**INSTRUCTIONS TO FOLLOW:**
Give back the records in full, with every line exactly as it was.

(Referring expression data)

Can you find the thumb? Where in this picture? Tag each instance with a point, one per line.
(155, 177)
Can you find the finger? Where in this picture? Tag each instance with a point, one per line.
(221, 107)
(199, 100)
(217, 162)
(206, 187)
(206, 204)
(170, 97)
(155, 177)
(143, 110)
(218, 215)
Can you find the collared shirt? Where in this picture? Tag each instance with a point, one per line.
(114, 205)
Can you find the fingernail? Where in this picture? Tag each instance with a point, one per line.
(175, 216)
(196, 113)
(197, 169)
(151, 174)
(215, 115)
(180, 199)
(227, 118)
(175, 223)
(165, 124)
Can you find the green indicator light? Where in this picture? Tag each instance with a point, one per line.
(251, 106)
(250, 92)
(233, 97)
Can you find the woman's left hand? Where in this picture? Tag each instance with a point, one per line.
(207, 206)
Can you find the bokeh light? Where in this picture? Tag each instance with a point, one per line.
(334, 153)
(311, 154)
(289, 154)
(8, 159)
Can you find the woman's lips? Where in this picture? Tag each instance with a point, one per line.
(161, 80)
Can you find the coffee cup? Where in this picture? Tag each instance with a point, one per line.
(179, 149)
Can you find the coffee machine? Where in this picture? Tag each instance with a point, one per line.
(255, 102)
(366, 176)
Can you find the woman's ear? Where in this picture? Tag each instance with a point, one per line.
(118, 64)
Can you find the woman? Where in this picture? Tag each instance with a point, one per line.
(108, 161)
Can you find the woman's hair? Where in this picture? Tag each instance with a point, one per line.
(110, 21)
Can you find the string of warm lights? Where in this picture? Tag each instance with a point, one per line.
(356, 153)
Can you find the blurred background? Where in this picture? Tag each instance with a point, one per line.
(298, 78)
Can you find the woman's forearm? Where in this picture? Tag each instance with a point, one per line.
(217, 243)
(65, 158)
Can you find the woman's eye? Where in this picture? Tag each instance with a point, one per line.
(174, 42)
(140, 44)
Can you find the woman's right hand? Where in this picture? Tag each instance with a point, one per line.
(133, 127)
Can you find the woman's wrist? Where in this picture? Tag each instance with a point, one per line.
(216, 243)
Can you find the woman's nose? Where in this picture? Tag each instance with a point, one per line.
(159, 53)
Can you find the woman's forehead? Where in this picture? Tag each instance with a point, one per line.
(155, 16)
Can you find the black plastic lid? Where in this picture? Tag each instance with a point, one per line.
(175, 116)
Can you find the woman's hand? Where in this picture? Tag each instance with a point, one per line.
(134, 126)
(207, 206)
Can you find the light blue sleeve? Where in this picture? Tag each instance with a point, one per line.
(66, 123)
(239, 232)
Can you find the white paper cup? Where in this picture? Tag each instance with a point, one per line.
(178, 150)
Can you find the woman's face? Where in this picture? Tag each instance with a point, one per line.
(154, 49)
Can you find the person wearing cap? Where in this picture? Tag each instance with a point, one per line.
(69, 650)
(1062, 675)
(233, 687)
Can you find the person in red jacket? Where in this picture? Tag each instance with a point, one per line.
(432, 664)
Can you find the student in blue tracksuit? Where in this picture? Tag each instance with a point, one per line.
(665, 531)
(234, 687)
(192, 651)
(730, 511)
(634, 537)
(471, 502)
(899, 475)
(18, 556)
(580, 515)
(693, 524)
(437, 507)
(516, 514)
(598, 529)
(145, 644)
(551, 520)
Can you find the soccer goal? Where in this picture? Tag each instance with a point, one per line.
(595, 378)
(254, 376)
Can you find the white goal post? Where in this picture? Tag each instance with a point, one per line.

**TASK OUTPUT:**
Can you find the thumb? Where in this picture? Tag each instance with a point, one per line.
(155, 177)
Can you find the finger? Where in this picture? Tag each instance with a point, one per line.
(221, 107)
(199, 100)
(217, 162)
(206, 187)
(206, 204)
(170, 97)
(155, 177)
(143, 110)
(218, 215)
Can you find the collared shirt? Where in this picture? Tag each instance with a point, one per line.
(114, 205)
Can you find the fingernail? Where in this picture? Tag each instance with a point, one per line.
(175, 216)
(196, 113)
(197, 169)
(151, 174)
(215, 115)
(180, 199)
(227, 118)
(175, 223)
(165, 124)
Can you find the green indicator light? Where in this picture? Tag each instance with a point, one per line.
(251, 106)
(250, 92)
(233, 97)
Can you find the woman's left hand? Where in this picture? Tag each instance with a point, one per line.
(207, 206)
Can you find the bokeh light? Where in this picture? Tag each instance with a point, one per line.
(334, 153)
(311, 154)
(289, 154)
(8, 159)
Can you find the woman's lips? Where in this picture? Tag each instance with a point, one per line.
(161, 80)
Can you find the coffee cup? Where in this picture? Tag each instance with a point, one per line.
(179, 149)
Can you find the coffee machine? Where in this picture? Tag each instance with a point, one per line.
(255, 102)
(366, 176)
Can you find the woman's ear? Where in this picture? Tag each instance with a point, one per line.
(118, 64)
Can you find the woman? Where in this picture? Tag each instance with a point, one per line.
(108, 161)
Can you find the woman's hair? Where in this picture? Tag each instance with a point, one per line.
(110, 21)
Can you find the string of warm lights? Where in this picture? Tag each instance with a point, one per line.
(356, 153)
Can you find the blurred background? Where in this picture? Tag each instance with a point, one per line.
(298, 78)
Can you find the woman's forearm? Where in this picture? Tag each instance with a point, one per line.
(217, 243)
(65, 158)
Can you find the woman's eye? Where in this picture? Tag each instance with a point, one per line.
(174, 42)
(140, 44)
Can you find the woman's right hand? Where in this picture? Tag each instance with a point, one per line.
(133, 127)
Can you find the woman's wrist? Where in this picture? Tag each instance with a point, one per line.
(216, 243)
Can you find the woman's nose? Where in this picture? Tag each instance with a point, one per line.
(159, 53)
Can you find the woman's forehead? Where in this picture? Tag each instance with a point, one per line.
(155, 16)
Can you find the black plastic lid? Where in this picture? Tag each instance with a point, one per line.
(175, 116)
Can you find the woman's hand? Where in this picture? Tag each instance with a point, one per line.
(134, 126)
(207, 206)
Can you find the light blue sleeve? Where in this picture? Tag each instance with a point, one per line.
(66, 123)
(239, 232)
Can you find the white paper cup? Where in this picture? Tag each instance with a point, one per line.
(178, 150)
Can you find the woman's face? Where in this picture? Tag each instance with a point, one per line.
(154, 49)
Can you find the person wearing cap? Where in this picture? Tag each instance with a point, one per line.
(69, 650)
(1062, 675)
(233, 687)
Can you find the person in red jacket? Where in this picture? Tag each instance with a point, one per line.
(432, 664)
Can you find the student in blue tracksuit? Where in this picture? Tag each instance with a point, one per line.
(665, 531)
(234, 687)
(192, 651)
(730, 511)
(634, 537)
(471, 502)
(899, 475)
(18, 556)
(580, 515)
(693, 524)
(437, 507)
(516, 514)
(598, 529)
(145, 644)
(551, 520)
Can you find the soccer goal? Where in this picture? Tag each instance with a point, one per line.
(595, 378)
(254, 376)
Can you find the white goal post? Where in this picture? Tag each instance with a point, one per line.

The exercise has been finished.